• _Supplied entries_:
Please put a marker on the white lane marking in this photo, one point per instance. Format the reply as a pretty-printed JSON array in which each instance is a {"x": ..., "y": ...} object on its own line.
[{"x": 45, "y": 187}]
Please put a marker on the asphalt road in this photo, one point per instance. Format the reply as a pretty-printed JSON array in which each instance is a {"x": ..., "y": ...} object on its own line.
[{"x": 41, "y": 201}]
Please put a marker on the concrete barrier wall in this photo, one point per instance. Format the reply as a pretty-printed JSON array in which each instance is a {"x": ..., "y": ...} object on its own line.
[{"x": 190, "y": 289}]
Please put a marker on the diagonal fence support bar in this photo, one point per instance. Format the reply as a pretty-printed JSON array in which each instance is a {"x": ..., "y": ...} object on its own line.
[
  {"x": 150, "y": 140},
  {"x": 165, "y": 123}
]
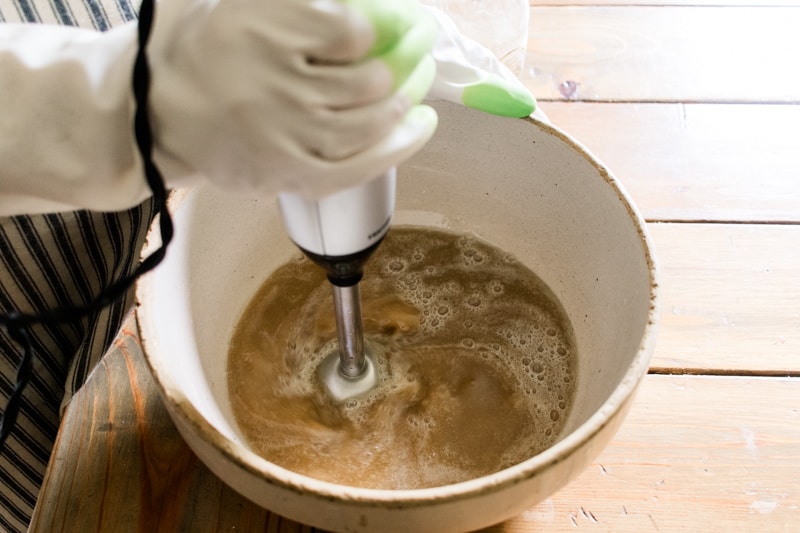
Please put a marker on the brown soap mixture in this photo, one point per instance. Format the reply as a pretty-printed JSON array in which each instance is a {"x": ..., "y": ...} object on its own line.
[{"x": 474, "y": 356}]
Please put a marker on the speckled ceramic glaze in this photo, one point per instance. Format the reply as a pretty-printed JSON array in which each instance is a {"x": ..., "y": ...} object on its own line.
[{"x": 522, "y": 185}]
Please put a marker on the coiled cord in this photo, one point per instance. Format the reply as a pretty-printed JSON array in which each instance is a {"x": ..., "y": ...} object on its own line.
[{"x": 18, "y": 323}]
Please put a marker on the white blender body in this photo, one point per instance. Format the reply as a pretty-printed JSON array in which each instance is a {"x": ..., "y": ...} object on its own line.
[
  {"x": 339, "y": 232},
  {"x": 346, "y": 222}
]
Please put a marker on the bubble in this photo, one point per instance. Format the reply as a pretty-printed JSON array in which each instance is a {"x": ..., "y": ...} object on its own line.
[{"x": 396, "y": 266}]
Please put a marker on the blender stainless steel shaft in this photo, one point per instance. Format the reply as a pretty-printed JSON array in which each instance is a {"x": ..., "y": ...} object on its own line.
[
  {"x": 349, "y": 331},
  {"x": 339, "y": 233}
]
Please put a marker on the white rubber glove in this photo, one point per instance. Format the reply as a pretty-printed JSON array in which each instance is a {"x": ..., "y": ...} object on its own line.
[
  {"x": 468, "y": 73},
  {"x": 307, "y": 96},
  {"x": 260, "y": 97}
]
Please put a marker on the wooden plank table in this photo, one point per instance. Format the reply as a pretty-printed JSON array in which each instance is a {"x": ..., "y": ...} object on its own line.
[{"x": 694, "y": 108}]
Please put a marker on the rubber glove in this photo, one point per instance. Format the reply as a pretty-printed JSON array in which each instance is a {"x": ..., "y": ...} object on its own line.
[
  {"x": 468, "y": 73},
  {"x": 257, "y": 97}
]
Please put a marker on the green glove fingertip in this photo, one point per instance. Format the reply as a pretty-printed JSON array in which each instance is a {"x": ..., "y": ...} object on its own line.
[{"x": 498, "y": 97}]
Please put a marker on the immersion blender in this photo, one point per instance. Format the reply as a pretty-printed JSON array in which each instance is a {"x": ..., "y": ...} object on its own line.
[{"x": 339, "y": 233}]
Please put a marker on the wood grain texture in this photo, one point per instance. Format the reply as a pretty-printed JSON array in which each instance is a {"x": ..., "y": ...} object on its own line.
[
  {"x": 695, "y": 162},
  {"x": 653, "y": 54},
  {"x": 700, "y": 454},
  {"x": 695, "y": 452},
  {"x": 730, "y": 298}
]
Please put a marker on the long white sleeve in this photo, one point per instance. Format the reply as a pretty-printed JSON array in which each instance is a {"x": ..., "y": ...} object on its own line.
[{"x": 66, "y": 137}]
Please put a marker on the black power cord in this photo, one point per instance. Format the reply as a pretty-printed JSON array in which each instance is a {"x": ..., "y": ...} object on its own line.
[{"x": 18, "y": 323}]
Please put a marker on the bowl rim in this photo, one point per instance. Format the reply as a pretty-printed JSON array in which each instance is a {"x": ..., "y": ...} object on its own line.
[{"x": 278, "y": 476}]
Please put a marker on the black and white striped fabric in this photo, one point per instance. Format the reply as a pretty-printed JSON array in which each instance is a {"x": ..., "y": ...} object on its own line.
[{"x": 57, "y": 260}]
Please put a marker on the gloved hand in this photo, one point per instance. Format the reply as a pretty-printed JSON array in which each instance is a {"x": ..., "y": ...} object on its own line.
[
  {"x": 297, "y": 95},
  {"x": 291, "y": 95},
  {"x": 468, "y": 73}
]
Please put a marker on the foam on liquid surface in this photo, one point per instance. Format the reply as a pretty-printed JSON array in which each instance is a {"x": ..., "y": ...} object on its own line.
[{"x": 474, "y": 356}]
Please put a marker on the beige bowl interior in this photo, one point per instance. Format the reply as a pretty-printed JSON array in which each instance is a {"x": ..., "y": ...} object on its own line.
[{"x": 519, "y": 184}]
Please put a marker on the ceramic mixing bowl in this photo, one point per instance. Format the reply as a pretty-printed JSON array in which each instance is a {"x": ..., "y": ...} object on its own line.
[{"x": 524, "y": 186}]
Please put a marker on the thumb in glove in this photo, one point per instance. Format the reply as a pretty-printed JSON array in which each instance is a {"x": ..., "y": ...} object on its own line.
[
  {"x": 469, "y": 74},
  {"x": 308, "y": 96}
]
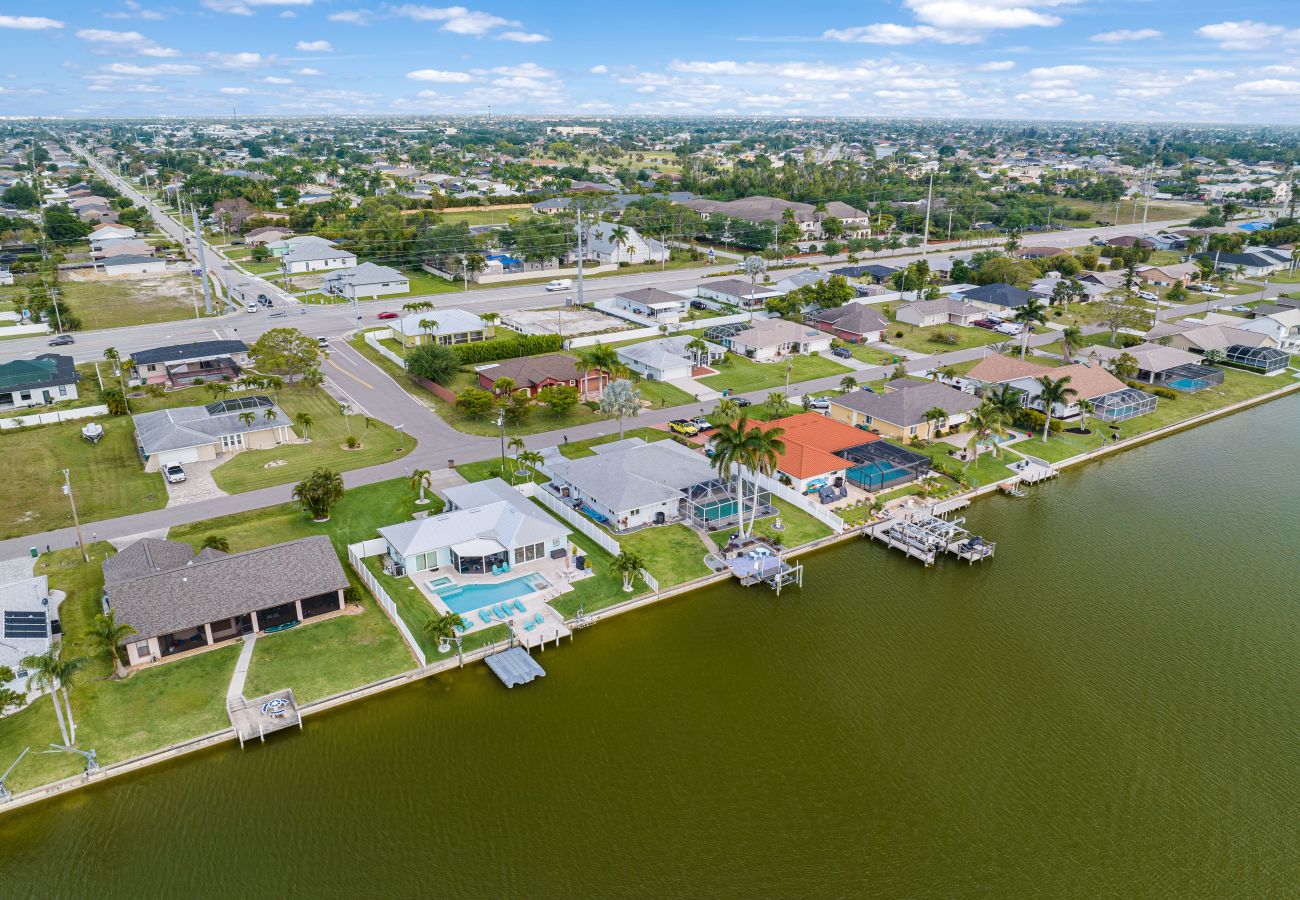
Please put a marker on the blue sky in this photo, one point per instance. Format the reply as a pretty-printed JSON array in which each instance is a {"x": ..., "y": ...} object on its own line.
[{"x": 1158, "y": 60}]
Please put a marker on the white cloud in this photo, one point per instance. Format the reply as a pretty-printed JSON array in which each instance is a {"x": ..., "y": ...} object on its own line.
[
  {"x": 241, "y": 61},
  {"x": 133, "y": 40},
  {"x": 441, "y": 77},
  {"x": 1270, "y": 86},
  {"x": 246, "y": 7},
  {"x": 1246, "y": 34},
  {"x": 1123, "y": 35},
  {"x": 29, "y": 22}
]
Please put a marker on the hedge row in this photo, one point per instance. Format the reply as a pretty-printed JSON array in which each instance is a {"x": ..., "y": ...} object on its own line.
[{"x": 507, "y": 347}]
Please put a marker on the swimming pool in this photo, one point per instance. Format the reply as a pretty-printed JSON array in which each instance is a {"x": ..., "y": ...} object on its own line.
[{"x": 462, "y": 598}]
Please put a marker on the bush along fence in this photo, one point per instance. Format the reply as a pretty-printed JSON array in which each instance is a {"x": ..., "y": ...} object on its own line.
[{"x": 373, "y": 548}]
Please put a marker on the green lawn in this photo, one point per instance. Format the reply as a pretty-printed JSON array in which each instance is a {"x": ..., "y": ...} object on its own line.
[
  {"x": 744, "y": 375},
  {"x": 674, "y": 553},
  {"x": 108, "y": 479},
  {"x": 380, "y": 442}
]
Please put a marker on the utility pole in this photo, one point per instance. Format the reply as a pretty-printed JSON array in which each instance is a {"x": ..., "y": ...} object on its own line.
[
  {"x": 68, "y": 490},
  {"x": 203, "y": 260}
]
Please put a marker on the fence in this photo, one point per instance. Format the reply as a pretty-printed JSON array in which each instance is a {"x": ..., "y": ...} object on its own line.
[
  {"x": 372, "y": 548},
  {"x": 373, "y": 340},
  {"x": 53, "y": 418},
  {"x": 580, "y": 522},
  {"x": 798, "y": 501},
  {"x": 637, "y": 333}
]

• _Task to complete_: Copy out all the entries exactly. Images stay out of the copy.

• _Task solution_:
Please put a marker on the white lane marking in this photo, one point per instance. Format the reply as a pretty-printed JSON array in which each instance is a {"x": ..., "y": ...} object on its own line.
[{"x": 45, "y": 187}]
Please put a marker on the asphalt road in this photo, one point per instance. Format the reply as a pretty-printed JSON array in which each instance is a {"x": ..., "y": ...} object on its own line.
[{"x": 41, "y": 201}]
Please put a marker on the concrete barrier wall in this photo, one point per instance. Format the reply as a pretty-printed JSON array in which each instance is a {"x": ..., "y": ...} object on its own line.
[{"x": 190, "y": 289}]
Please put a marker on the diagonal fence support bar in this photo, one point per instance. Format the reply as a pretty-printed JSON array in which each instance is a {"x": ..., "y": ...} object on its own line.
[
  {"x": 150, "y": 140},
  {"x": 165, "y": 123}
]
Please put a marker on the brown soap mixture in this photo, one point per instance. Format the reply as a pretty-printed JSON array in which each instance is a {"x": ..., "y": ...} object on its own line.
[{"x": 474, "y": 356}]
Please put a marker on the speckled ceramic glaze in this photo, one point per instance. Format the reply as a pretty-printed JSON array in which each instance is a {"x": ..., "y": ...} object on its own line.
[{"x": 522, "y": 185}]
Please put a marker on the coiled cord in this photo, one point per instance. Format the reply as a pretty-printed JSON array in which each instance is a {"x": ..., "y": ...} object on its own line.
[{"x": 18, "y": 323}]
Please put a marker on the white blender body in this photo, one point per instance. Format the reply as a pretty-printed JSON array in which each instance is a {"x": ..., "y": ...} object on its own line.
[
  {"x": 339, "y": 232},
  {"x": 346, "y": 222}
]
Please put a marker on the bubble in this photo, one point per instance. Format the reply as a pretty-printed JSON array in which each instance is a {"x": ..., "y": ...} object on its own line.
[{"x": 396, "y": 266}]
Please put a marker on the blender stainless steel shaft in this photo, one point per instance. Format the reply as a pretty-printed JSON array in which each instance is a {"x": ..., "y": ...} object on its own line.
[
  {"x": 349, "y": 331},
  {"x": 339, "y": 233}
]
Please put a marker on the white rubber glove in this photo, one point per instance. Format the reply as a pretty-printed JSON array in which each instance is a {"x": ..., "y": ...} object on its own line.
[
  {"x": 468, "y": 73},
  {"x": 307, "y": 96},
  {"x": 260, "y": 97}
]
Please put a marker on the wooden plank table in this photo, one point per instance. Format the reply as a pretty-printed JSON array in which each instance is a {"x": ..., "y": ...} object on its own line.
[{"x": 694, "y": 108}]
Please put a marker on the rubber glove in this photo, one point per instance. Format the reply as a pretty-printed JSON array in which each instance is a {"x": ..., "y": ...} object on its own line.
[
  {"x": 468, "y": 73},
  {"x": 257, "y": 97}
]
Please put a marker on the green glove fingertip in this photo, one point per instance. Format the reply as a pretty-printed JSON array in which each instance is a {"x": ..., "y": ...} object on its own line.
[{"x": 498, "y": 97}]
Please put a marker on the immersion blender in this photo, one point per instance. Format the reply as a pretty-printed JSON array in which each instance is a {"x": ..., "y": ...} object on its own line.
[{"x": 339, "y": 233}]
Please put a marker on the wood grain texture in this photo, one point per instance. Format the reply as a pretty-printed JSON array in which each instance is a {"x": ..., "y": ...} object on its own line.
[
  {"x": 695, "y": 162},
  {"x": 653, "y": 54},
  {"x": 700, "y": 454},
  {"x": 695, "y": 452},
  {"x": 730, "y": 298}
]
Please put a marker on the long white sleeve in this photo, one point per instance. Format the reply as a pretty-printed JSON array in which each instance is a {"x": ..., "y": ...} object on its own line.
[{"x": 66, "y": 137}]
Please put a marker on the black power cord in this photo, one point per instance. Format the reply as a pretty-printed JSON array in which each instance is a {"x": ..., "y": ...} object on its own line.
[{"x": 18, "y": 323}]
Please put a marker on the bowl rim in this photo, one point per instance. Format the reply as a pretty-printed JSON array in which each instance is a {"x": ..., "y": ...} object on its own line.
[{"x": 278, "y": 476}]
Please put a marker on the black and white striped fabric in this photo, one point per instance. Format the reply as a pretty-printed JSON array in which each instance is a {"x": ..., "y": ...} object on its own line.
[{"x": 57, "y": 260}]
Please put a marker on the gloved hand in this photo, one point per instance. Format the reply as a pretty-printed JSON array in which each instance is a {"x": ..., "y": ...} object on its own line.
[
  {"x": 297, "y": 95},
  {"x": 291, "y": 95},
  {"x": 468, "y": 73}
]
Please put a marker on the foam on liquid surface in this photo, one point per instance. Format the reply as a pretty-printed JSON array in which each instance is a {"x": ..., "y": ...} object on its own line.
[{"x": 474, "y": 356}]
Please put a marker on the beige bowl interior in this photo, one point per instance. Format the reply as a pretty-printed JSON array in which each instance is a {"x": ..., "y": ...} object on its own line.
[{"x": 519, "y": 184}]
Please put a marker on the ceramic mixing bowl in this photo, one point per instance. Format the reply as a pretty-printed JSON array in which each instance is a {"x": ..., "y": ...} object on its own line.
[{"x": 524, "y": 186}]
Please put a marker on the thumb in glove in this photo, one point per instance. Format the reply as a pretty-printed JSON array in which each instance is a {"x": ..., "y": ...} object on its own line.
[
  {"x": 469, "y": 74},
  {"x": 308, "y": 96}
]
Please put a marker on the blue sky in this photo, one point per instance. Format the reply as a pretty-printed JSON array in which each instance is a {"x": ..., "y": ...} object on its own line.
[{"x": 1158, "y": 60}]
Please put a marker on the white cloud in this photo, one point per instance. Format the reply as a pretty-printed JSON array in which each instance is a {"x": ..., "y": ...} object on its own line.
[
  {"x": 241, "y": 61},
  {"x": 133, "y": 40},
  {"x": 441, "y": 77},
  {"x": 1270, "y": 86},
  {"x": 246, "y": 7},
  {"x": 1246, "y": 34},
  {"x": 1123, "y": 35},
  {"x": 29, "y": 22}
]
Please put a marker on the hedge row in this photo, one point per instance. Format the reply as a pretty-printed JSON array in which each instance is a {"x": ..., "y": ...} object on its own line.
[{"x": 507, "y": 347}]
Please put a marker on the swimming pool in this photo, one point per instance. Format the reply as a pretty-printed JSON array in which each instance is a {"x": ..., "y": ...} object on its own line.
[{"x": 462, "y": 598}]
Please put a marker on the bush along fence in this photo, one point per instance. Format the reply as a pretty-printed JSON array in which each instance is a {"x": ..., "y": ...} object on its own line.
[{"x": 373, "y": 548}]
Please put a marker on the green lawn in this photo, one point per instance. Format the reply as a pretty-printed JSON array in which each instance is a {"x": ..., "y": ...} object on its own line.
[
  {"x": 744, "y": 375},
  {"x": 674, "y": 553},
  {"x": 108, "y": 479},
  {"x": 380, "y": 442}
]
Please put a marker on the utility pole in this photo, one point per instance. Format the reply as a pretty-printed JSON array in which each instance is a {"x": ..., "y": ...} object on its own line.
[
  {"x": 68, "y": 490},
  {"x": 203, "y": 260}
]
Please put a marker on the fence in this photo, one point per instance. Format the reply as a pretty-printed JSON array in which each instance is a {"x": ..., "y": ...} object on its own line.
[
  {"x": 372, "y": 548},
  {"x": 373, "y": 340},
  {"x": 53, "y": 418},
  {"x": 580, "y": 522},
  {"x": 798, "y": 501},
  {"x": 637, "y": 333}
]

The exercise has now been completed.